§ **SOURCE DOCUMENT**
-=-=-=-=-
RFR: JDK-8066619: String(byte[],int,int,int) in String has been deprecated in Manifest and Attributes

Mon Dec 3 21:43:37 UTC 2018

Hi Phillip,

The amount detail obscures the general purpose.
And there appears to be more than 1.
The Jira issue IDs mentioned are 8066619 and 6202130.

Is this functionally neutral and only fixes the deprecations?

There is a mention that a test is needed for multi-byte chars, but a test
is not included.  Is there an existing test for that?

Its probably best to identify the main functional improvement (multi-byte)
and fix the deprecation as a side effect.

Thanks for digging through the issues and the explanations;
it will take a bit of study to unravel and understand everything in this 
changeset.

Regards, Roger

On 12/01/2018 06:49 AM, Philipp Kunz wrote:
> Find the proposed patch attached. Some comments and explanations, here:
>
> There is a quite interesting implementation in Manifest and Attributes
> worth quite some explanation. The way it used to work before was:
>
> 1. put manifest header name, colon and space into a StringBuffer
> -> the buffer now contains a string of characters each high-byte of
> which is zero as explained later why this is important. the high-bytes
> are zero because the set of allowed characters is very limited to ":",
> " ", "a" - "z", "A" - "Z", "0" - "9", "_", and "-" according to
> Attributes.Name#hash(String) so far with only the name and the
> separator and yet without the values.
>
> 2. if the value is not null, encode it in UTF-8 into a byte array and
> instantiate a String with it using deprecated
> String#String(byte[],int,int,int) resulting in a String with the same
> length as the byte array before holding one byte in each character's
> low-byte. This makes a difference for characters encoded with more than
> one byte in UTF-8. The new String is potentially longer than the
> original value.
>
> 3. if the value is not null, append value to buffer. The one UTF-8
> encoded byte per character from the appended string is preserved also
> in the buffer along with the previous buffer contents.
>
> 3alt. if the value is null, add "null" to the buffer. See
> java.lang.AbstractStringBuilder#append(String). Neither of the
> characters of "null" has a non-zero high-byte encoded as UTF-16 chars.
-=-=-=-=-
§ **ENTRIES PROVIDED**
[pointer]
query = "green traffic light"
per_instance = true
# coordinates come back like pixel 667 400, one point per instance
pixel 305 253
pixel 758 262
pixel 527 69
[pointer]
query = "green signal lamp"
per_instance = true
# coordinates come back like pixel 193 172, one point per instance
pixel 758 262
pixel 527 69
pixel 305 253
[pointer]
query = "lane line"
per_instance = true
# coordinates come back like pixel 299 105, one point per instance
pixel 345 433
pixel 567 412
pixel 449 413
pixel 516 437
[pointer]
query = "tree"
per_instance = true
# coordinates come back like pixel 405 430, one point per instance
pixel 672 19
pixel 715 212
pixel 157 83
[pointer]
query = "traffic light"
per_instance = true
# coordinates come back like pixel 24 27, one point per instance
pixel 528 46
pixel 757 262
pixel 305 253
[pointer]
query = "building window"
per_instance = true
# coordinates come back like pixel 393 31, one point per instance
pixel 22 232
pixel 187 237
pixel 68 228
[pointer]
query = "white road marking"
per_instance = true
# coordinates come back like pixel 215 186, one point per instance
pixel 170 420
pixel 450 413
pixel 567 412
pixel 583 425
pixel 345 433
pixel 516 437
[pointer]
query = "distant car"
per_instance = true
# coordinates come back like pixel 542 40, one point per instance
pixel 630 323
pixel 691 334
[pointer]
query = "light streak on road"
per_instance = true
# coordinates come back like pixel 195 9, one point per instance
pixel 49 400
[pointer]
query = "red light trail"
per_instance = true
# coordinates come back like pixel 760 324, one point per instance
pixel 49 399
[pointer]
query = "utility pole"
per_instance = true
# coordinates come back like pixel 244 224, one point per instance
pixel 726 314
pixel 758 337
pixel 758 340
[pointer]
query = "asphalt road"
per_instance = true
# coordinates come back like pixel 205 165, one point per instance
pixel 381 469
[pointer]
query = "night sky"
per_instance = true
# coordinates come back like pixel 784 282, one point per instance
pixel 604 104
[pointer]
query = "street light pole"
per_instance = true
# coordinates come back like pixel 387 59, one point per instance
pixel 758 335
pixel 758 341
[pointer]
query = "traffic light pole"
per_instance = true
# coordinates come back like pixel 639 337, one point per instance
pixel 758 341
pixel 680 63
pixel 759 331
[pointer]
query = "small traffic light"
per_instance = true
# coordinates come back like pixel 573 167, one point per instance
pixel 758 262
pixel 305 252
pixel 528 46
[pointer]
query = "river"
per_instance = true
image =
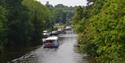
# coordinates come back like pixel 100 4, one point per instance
pixel 64 54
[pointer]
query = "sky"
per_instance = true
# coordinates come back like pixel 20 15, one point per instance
pixel 66 2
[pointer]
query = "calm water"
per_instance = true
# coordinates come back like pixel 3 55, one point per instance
pixel 64 54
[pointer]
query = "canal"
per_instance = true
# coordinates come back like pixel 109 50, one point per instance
pixel 66 53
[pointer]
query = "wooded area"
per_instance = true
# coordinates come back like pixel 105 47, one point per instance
pixel 101 29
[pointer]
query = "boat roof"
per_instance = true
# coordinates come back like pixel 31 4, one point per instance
pixel 52 38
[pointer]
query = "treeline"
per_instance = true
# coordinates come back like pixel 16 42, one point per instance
pixel 22 23
pixel 60 13
pixel 101 29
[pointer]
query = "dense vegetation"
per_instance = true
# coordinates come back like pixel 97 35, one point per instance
pixel 60 13
pixel 21 23
pixel 101 29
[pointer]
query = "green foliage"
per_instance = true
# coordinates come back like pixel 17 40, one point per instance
pixel 2 25
pixel 103 34
pixel 22 22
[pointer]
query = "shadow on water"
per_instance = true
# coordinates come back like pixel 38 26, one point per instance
pixel 7 55
pixel 64 54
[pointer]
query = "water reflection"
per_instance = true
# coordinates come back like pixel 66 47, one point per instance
pixel 64 54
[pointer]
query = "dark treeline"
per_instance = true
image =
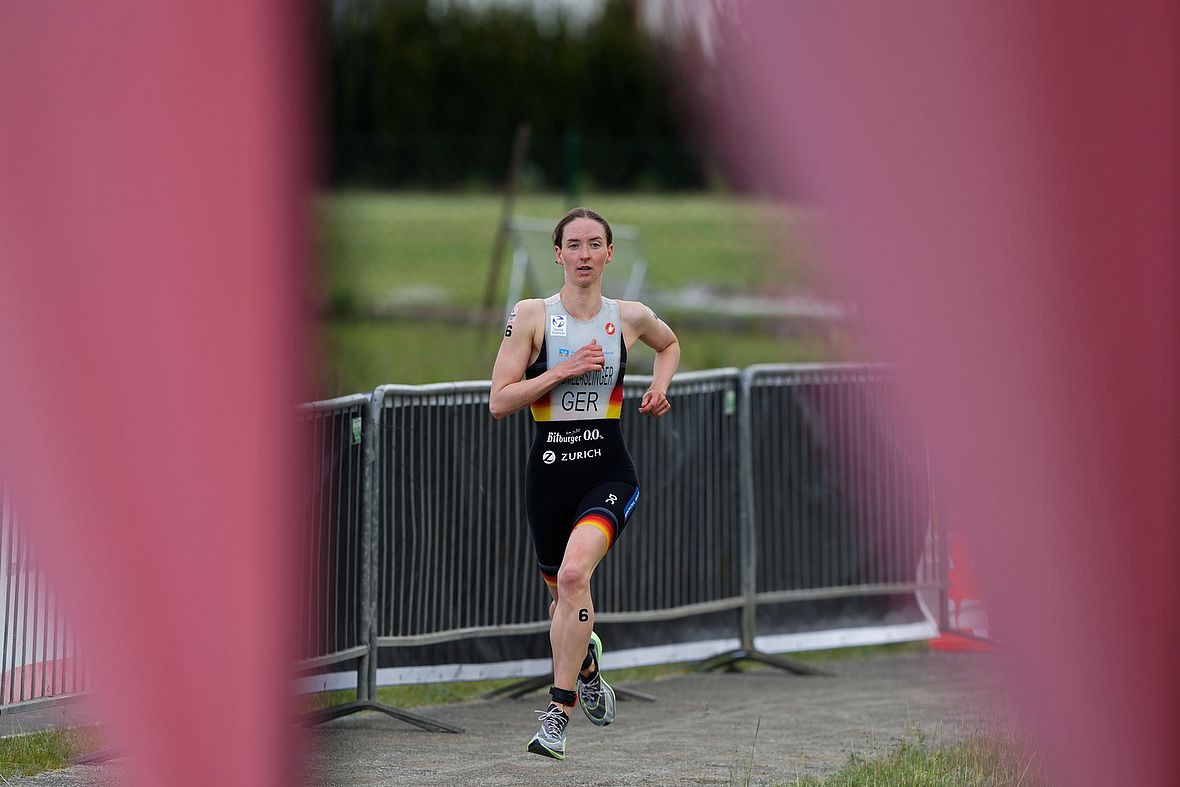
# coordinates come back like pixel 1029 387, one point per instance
pixel 428 96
-=-=-=-=-
§ **EXERCISE SET**
#1 Quote the rows from the start through the line holding "pixel 49 400", with both ends included.
#2 Continue the mailing-list thread on the deprecated String constructor in Manifest and Attributes from the point where it stops.
The mailing-list thread and the rows have nothing to do with each other.

§ **TASK-BY-TASK ANSWERS**
#1
[pointer]
query = "green traffic light"
per_instance = true
# coordinates come back like pixel 667 400, one point per instance
pixel 305 253
pixel 758 262
pixel 527 69
[pointer]
query = "green signal lamp"
per_instance = true
# coordinates come back like pixel 193 172, one point per instance
pixel 758 262
pixel 527 69
pixel 305 253
[pointer]
query = "lane line"
per_instance = true
# coordinates come back like pixel 299 105, one point per instance
pixel 345 433
pixel 567 412
pixel 449 413
pixel 516 437
[pointer]
query = "tree"
per_instance = true
# coordinates come back like pixel 405 430, one point per instance
pixel 672 19
pixel 715 212
pixel 157 83
[pointer]
query = "traffic light"
per_instance = true
# coordinates come back like pixel 24 27, one point per instance
pixel 528 46
pixel 757 262
pixel 305 253
[pointer]
query = "building window"
per_instance = true
# coordinates come back like pixel 393 31, one point per instance
pixel 22 232
pixel 187 237
pixel 68 228
[pointer]
query = "white road marking"
per_instance = true
# coordinates come back like pixel 215 186, one point per instance
pixel 170 420
pixel 450 413
pixel 567 412
pixel 583 425
pixel 345 433
pixel 516 437
[pointer]
query = "distant car"
per_instance = true
# coordinates come back like pixel 542 40, one point per instance
pixel 630 323
pixel 691 334
[pointer]
query = "light streak on road"
per_instance = true
# coordinates come back like pixel 195 9, one point per instance
pixel 49 400

#2
>
> 4. make72Safe inserts line breaks with continuation spaces. Note that
> the buffer here contains only one byte per character because all high-
> bytes are still zero so that line.length() and line.insert(index, ...)
> effectively operate with byte offsets and not characters.
>
> 5. buffer.toString()
>
> 6. DataOutputStream#writeBytes(String). First of all read the JavaDoc
> comment for it, which explains it all:
>      Writes out the string to the underlying output stream as a
>      sequence of bytes. Each character in the string is written out, in
>      sequence, by discarding its high eight bits. If no exception is
>      thrown, the counter <code>written</code> is incremented by the
>      length of <code>s</code>
> This restores the earlier UTF-8 encoding correctly.
>
> The topic has been discussed and mentioned already in
> http://mail.openjdk.java.net/pipermail/core-libs-dev/2018-May/052946.ht
> ml
> https://bugs.openjdk.java.net/browse/JDK-6202130
>
> String(byte[],int,int,int) works "well" or "well enough" only together
> with DataOutputStream#writeBytes(String). When removing
> String(byte[],int,int,int) from Manifest and Attributes because
> deprecated, it makes no sense to keep using
> DataOutputStream#writeBytes(String) either.
>
> For the same reason as String#String(byte[],int,int,int) has been
> deprecated, I suggest to also deprecate
> java.io.DataOutput#writeBytes(String) as a separate issue. This might
> relate to https://bugs.openjdk.java.net/browse/JDK-6400767 but that one
> came to a different conclusion some ten years ago.
>
> I preferred to stick with the DataOutputStream even though not strictly
> necessary any more. It is and has been in the API of Attributes
> (unfortunately not private) and should better not be removed by
> changing the parameter type. Same for Manifest#make72Safe(StringBuffer)
> which I deprecated rather than having removed. Someone could have
> extended a class from Manifest and use such a method and when changing
> the signature it could no longer even compile in a far-fetched case.
>
> LINE_BREAK, CONTINUATION_SPACE, LINE_BREAK_BYTES, and
> LINE_BREAK_WITH_CONTINUATION_SPACE_BYTES should prevent having to
> invoke getBytes(UTF_8) over and over again on "\r\n" and "\r\n " with
> the idea to slightly improve performance this way. I figured it does
> not need JavaDoc comments but would be happy to add them if desired.
>
> I removed "XXX Need to handle UTF8 values." from Manifest#read after
> adding a test for it in ValueUtf8Coding. This change and test also
> relate to bug 6202130 but does not solve that one completely.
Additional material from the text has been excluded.